§ Directions:
[1] Sum up the forum post about the nurse refused French citizenship in two sentences.
[2] Transcribe the listing from its first line through the line containing "rough mask: <svg", both ends included, and leave the picture out.
**** Exercise passage ****
# How do UBER drivers survive in France ??



## Hugh G (Sep 22, 2016)

And these are the people who will take 20 years to deliver our 1980's STATE-OF-THE-ART submarines ??

*Nurse denied French citizenship for working too hard*


*By David Chazan*
July 19, 2019 - 8.16am
https://www.brisbanetimes.com.au/wo...hip-for-working-too-hard-20190719-p528op.html

*Paris:* A migrant nurse has been turned down for French citizenship because she is working too hard.

The woman, whose name and nationality have not been made public, holds three jobs and works an average 59-hour week in breach of the statutory 35-hour rule.


A nurse is being denied citizenship for working too hard in France. _Credit:Gabriele Charotte_

Rejecting her application, officials said the amount of overtime she was doing placed her "in violation of regulations on working time in France".

The 35-hour rule introduced under a Socialist government in 2000 gave France one of the world's shortest working weeks, but it has since been relaxed and employees may be permitted to work up to 48 hours a week including overtime.

The préfecture of Val-de-Marne, near Paris, said in correspondence to the nurse that it was "postponing" her naturalisation application for two years. The letter was posted on social media by one of her friends, Nicolas Delage. "I find this scandalous," Mr Delage told the online newspaper 20 Minutes. "One reason for granting [French] nationality is work. She is not stealing anyone's work."

Sanjay Navy, a lawyer, said immigrants were often denied citizenship for working too many hours. "I've seen similar cases before. This is not an isolated decision," he said.

Navy said he had seen a number of naturalisation applications by security guards turned down because they had multiple employers and worked too many hours.
**** Entries provided ****
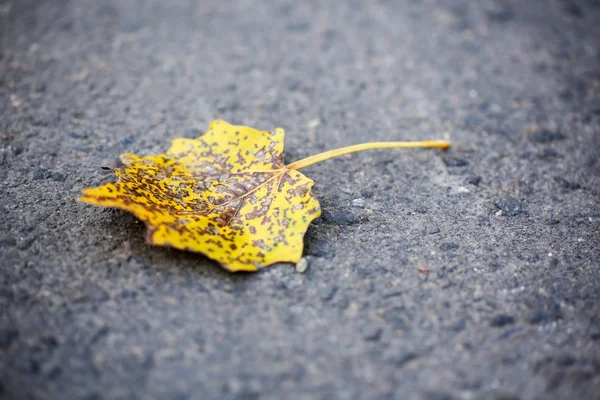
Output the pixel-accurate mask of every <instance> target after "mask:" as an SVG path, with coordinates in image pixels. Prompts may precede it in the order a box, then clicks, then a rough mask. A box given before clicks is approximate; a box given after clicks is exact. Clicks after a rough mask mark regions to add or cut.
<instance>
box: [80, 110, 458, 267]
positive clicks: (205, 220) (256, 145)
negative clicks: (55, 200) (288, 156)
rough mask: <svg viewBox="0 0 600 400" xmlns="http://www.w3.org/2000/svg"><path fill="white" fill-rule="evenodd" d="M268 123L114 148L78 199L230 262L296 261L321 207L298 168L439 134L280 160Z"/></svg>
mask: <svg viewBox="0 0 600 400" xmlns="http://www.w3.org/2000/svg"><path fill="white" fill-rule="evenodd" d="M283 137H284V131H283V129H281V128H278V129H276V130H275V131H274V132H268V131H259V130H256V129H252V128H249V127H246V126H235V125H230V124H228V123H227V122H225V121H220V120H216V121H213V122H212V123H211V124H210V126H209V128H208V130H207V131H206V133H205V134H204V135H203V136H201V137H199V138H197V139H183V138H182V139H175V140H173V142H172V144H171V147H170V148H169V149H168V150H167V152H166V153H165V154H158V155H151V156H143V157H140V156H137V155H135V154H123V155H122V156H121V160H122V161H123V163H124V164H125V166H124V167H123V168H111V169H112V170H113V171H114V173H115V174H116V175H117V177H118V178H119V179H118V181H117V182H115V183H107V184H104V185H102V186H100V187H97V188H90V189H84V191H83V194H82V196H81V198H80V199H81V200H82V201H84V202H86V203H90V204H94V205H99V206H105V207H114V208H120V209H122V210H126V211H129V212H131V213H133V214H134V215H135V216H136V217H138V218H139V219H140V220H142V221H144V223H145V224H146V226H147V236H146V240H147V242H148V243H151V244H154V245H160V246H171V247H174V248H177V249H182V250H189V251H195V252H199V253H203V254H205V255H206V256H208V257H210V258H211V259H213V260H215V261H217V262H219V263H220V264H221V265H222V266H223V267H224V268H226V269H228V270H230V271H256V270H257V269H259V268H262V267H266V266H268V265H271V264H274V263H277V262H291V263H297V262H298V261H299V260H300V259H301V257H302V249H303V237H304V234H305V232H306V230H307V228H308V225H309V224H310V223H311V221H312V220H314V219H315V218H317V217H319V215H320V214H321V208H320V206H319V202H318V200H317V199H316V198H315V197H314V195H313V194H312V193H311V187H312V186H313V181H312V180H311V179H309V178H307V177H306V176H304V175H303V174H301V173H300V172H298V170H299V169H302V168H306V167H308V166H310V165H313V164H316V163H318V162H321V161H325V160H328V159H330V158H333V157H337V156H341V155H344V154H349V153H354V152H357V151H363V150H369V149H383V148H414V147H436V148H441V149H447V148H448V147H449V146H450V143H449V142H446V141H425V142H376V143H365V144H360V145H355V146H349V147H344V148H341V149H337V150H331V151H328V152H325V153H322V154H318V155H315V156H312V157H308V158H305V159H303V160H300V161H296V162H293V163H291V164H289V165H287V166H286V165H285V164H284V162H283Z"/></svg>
****
§ Answers for the tasks:
[1] A migrant nurse in France was turned down for citizenship because she holds three jobs and works an average 59-hour week, breaching the statutory 35-hour rule, and the préfecture of Val-de-Marne postponed her application for two years. A lawyer, Sanjay Navy, said immigrants are often denied citizenship for working too many hours and that he had seen applications by security guards with multiple employers turned down.

[2]
Output the pixel-accurate mask of every <instance> target after "mask:" as an SVG path, with coordinates in image pixels. Prompts may precede it in the order a box, then clicks, then a rough mask. A box given before clicks is approximate; a box given after clicks is exact. Clicks after a rough mask mark regions to add or cut.
<instance>
box: [80, 110, 458, 267]
positive clicks: (205, 220) (256, 145)
negative clicks: (55, 200) (288, 156)
rough mask: <svg viewBox="0 0 600 400" xmlns="http://www.w3.org/2000/svg"><path fill="white" fill-rule="evenodd" d="M268 123L114 148L78 199L230 262L296 261L321 207L298 168L439 134L280 160Z"/></svg>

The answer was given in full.